■ Task to carry out ■
What is needed is an exact repeat of the lines from the line containing "Every instance of the pointed" through the final line of the entries below, and nothing else.

Point annotation records:
## start

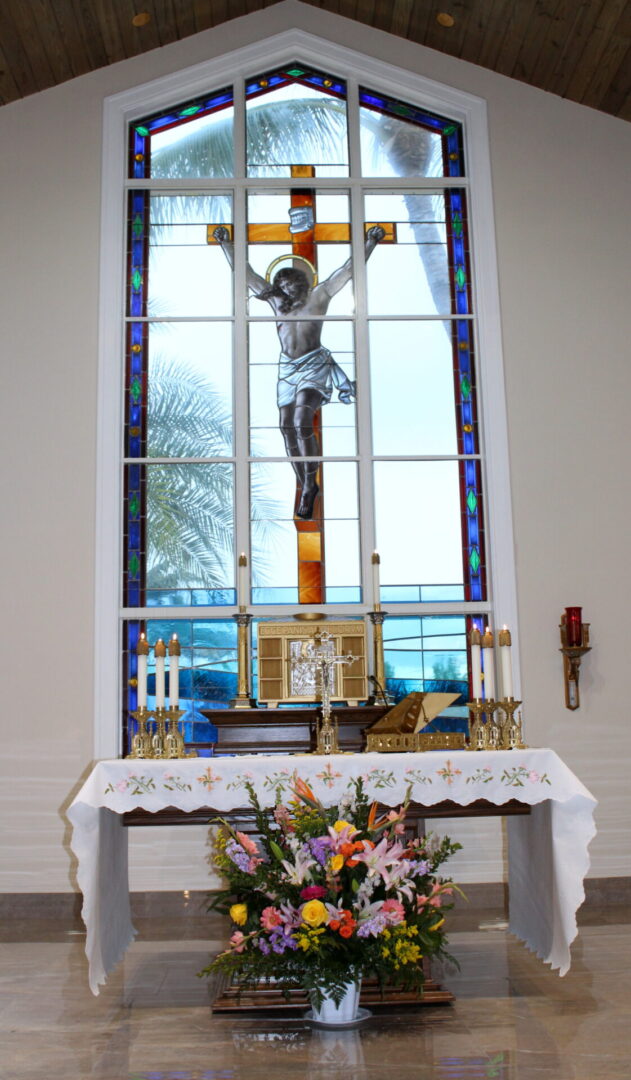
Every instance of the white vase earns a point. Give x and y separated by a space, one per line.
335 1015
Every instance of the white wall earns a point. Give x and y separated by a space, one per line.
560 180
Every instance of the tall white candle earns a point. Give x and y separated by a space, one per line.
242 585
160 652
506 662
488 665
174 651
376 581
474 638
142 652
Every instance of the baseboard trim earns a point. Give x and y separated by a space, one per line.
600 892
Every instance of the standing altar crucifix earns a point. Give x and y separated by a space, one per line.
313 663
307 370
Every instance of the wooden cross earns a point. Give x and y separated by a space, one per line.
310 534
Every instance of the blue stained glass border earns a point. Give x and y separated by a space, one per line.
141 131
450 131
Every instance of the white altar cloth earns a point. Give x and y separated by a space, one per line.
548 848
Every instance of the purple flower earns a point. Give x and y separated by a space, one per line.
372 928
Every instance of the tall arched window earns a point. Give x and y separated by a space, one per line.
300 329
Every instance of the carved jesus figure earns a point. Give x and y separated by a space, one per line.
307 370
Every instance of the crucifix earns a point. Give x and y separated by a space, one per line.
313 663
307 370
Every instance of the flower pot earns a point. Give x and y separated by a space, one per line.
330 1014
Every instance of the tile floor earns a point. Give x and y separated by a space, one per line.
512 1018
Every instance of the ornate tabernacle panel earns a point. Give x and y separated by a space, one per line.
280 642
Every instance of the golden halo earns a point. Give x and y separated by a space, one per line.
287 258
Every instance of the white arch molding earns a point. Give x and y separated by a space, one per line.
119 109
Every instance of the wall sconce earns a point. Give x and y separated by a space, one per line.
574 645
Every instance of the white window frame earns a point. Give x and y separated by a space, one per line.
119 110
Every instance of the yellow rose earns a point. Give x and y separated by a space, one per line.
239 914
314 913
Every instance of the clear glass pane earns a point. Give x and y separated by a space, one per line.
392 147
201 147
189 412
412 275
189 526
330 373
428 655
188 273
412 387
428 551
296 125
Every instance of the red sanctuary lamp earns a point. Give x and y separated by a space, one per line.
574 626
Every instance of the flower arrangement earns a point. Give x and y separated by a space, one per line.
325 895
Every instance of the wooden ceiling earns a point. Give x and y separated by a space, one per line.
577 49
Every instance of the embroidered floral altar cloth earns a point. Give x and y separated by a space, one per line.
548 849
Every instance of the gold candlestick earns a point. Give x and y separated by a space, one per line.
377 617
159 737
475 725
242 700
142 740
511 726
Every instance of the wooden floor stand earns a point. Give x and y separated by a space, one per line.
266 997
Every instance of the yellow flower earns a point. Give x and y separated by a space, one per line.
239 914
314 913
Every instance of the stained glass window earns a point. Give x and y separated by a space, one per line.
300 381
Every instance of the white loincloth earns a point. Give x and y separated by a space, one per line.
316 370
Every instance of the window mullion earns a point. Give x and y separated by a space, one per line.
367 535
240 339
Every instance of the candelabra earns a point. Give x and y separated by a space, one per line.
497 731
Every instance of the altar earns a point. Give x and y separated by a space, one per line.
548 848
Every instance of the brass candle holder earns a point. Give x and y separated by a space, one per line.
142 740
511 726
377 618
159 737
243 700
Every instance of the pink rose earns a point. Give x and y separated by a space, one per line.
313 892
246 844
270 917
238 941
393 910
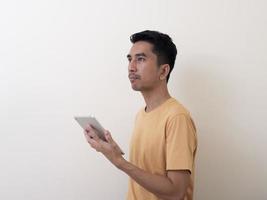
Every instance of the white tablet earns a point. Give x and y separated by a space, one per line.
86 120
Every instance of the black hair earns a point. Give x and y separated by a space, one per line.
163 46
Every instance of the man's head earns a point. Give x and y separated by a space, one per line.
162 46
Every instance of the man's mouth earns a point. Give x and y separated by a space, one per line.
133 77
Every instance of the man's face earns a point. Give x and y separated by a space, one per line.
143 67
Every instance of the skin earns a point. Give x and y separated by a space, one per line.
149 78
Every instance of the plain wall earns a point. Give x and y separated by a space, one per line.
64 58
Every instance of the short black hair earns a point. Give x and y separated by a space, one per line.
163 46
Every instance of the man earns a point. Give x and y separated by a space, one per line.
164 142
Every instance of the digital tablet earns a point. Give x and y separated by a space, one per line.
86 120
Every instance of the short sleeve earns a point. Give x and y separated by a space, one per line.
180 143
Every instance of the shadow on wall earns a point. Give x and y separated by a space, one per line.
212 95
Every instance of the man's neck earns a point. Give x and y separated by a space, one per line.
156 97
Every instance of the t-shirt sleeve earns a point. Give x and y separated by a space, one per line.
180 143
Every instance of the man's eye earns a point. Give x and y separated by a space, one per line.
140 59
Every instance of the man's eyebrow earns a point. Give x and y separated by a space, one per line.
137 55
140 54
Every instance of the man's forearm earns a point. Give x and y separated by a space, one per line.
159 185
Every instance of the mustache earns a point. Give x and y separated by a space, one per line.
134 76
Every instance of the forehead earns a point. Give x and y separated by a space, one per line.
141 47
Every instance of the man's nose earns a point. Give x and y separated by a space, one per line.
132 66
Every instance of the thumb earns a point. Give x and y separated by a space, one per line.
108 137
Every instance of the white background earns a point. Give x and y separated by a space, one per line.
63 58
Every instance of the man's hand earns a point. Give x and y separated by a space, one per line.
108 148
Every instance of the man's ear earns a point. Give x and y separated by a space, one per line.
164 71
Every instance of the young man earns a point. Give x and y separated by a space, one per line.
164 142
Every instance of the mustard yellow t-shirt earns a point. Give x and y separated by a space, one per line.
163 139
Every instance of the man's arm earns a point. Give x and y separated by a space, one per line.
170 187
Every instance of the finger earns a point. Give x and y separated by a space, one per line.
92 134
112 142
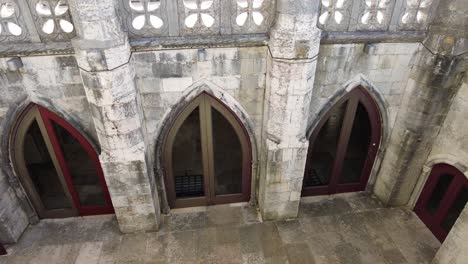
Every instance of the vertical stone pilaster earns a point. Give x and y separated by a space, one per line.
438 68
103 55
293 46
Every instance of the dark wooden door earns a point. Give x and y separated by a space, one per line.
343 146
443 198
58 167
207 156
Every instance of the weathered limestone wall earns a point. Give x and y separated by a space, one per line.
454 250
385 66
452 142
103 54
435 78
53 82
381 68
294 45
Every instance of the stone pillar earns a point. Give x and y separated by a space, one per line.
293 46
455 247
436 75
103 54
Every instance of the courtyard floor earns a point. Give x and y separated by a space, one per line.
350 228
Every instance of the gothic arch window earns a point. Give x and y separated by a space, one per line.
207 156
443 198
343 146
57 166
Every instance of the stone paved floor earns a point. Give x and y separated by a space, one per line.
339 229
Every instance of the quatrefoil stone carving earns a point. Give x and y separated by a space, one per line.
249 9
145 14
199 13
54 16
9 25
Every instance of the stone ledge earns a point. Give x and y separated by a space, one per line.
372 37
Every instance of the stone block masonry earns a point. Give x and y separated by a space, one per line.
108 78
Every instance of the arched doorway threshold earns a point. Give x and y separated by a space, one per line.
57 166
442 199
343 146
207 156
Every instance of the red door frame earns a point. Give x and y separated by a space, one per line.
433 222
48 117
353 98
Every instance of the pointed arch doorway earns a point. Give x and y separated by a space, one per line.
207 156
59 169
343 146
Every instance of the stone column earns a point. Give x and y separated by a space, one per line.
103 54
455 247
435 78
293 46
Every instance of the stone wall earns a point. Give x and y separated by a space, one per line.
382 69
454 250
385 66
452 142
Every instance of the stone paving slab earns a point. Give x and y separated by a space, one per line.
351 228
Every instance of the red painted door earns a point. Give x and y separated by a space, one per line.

## end

■ The response ■
Every instance of the pointed arch doorway earns a point. Give x and y separated by a space, one per line.
207 156
59 169
343 146
Every instance of the stone column earns a point. Give x and y separated by a space, one per line.
103 54
455 247
435 78
293 46
Every instance of the stone wall earns a point. Give x and y separated by a space, one per line.
382 69
454 250
385 66
452 142
Every instance of the stone paving slab earns a point. Give x and y separated by a space, one per line.
351 228
Every instance of the red painted door earns a point. Give x and y separated by a space, one per line.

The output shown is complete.